-- Begin Excerpted text --
# A Rack for Bikes with no Eyelets



## Andy M-S (Feb 3, 2004)

Howdy, all. I've been busy in school and so haven't posted for a long time, but this I wanted to share.

I've continued to ride my Kogswell to school, but sometimes a bike with a heavy frame, 28mm tires, dynohub and fenders feels like overkill. 

For the last couple of weeks, it's been warm and dry, so I decided to start riding my '85 Trek 560 a bit more. However, as much as I love it as a skinny-tire bike, it has no place to attach a rack for panniers (which I generally prefer to a messenger bag for book carrying). Then I saw this:










This is the Axiom "Streamliner Road DLX" and it is rather a cool design. It rests on the rear skewer and attaches to the rear brake bolt. Whether this is more or less secure than P-clips I don't know, but it looks better, and the extra rearward placement of the rack means that I don't get heel strikes in my size 13's.
-- End Excerpted text --
-- Begin Recorded information --
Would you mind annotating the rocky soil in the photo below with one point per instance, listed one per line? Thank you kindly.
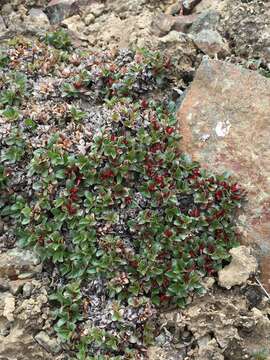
(232, 320)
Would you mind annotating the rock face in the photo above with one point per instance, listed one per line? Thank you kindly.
(243, 264)
(224, 120)
(211, 43)
(58, 10)
(219, 325)
(19, 264)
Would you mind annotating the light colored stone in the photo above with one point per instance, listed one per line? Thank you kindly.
(18, 344)
(96, 9)
(74, 23)
(2, 28)
(224, 123)
(27, 289)
(58, 10)
(37, 21)
(6, 9)
(208, 19)
(49, 344)
(89, 19)
(188, 5)
(16, 263)
(211, 43)
(7, 306)
(174, 9)
(163, 23)
(242, 265)
(16, 286)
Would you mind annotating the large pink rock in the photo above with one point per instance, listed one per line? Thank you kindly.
(225, 123)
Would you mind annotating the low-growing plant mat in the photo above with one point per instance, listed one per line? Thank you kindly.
(92, 178)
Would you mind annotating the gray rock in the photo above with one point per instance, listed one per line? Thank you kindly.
-- End Recorded information --
What the task requires →
Answer these questions about the forum post on the rack for bikes without eyelets.
1. What tire width does the writer give for the Kogswell?
2. What does the writer generally prefer to a messenger bag for carrying books?
3. Where does the Axiom "Streamliner Road DLX" rest, and where does it attach?
The items have no role in this exercise.

Correct response →
1. 28mm.
2. Panniers.
3. It rests on the rear skewer and attaches to the rear brake bolt.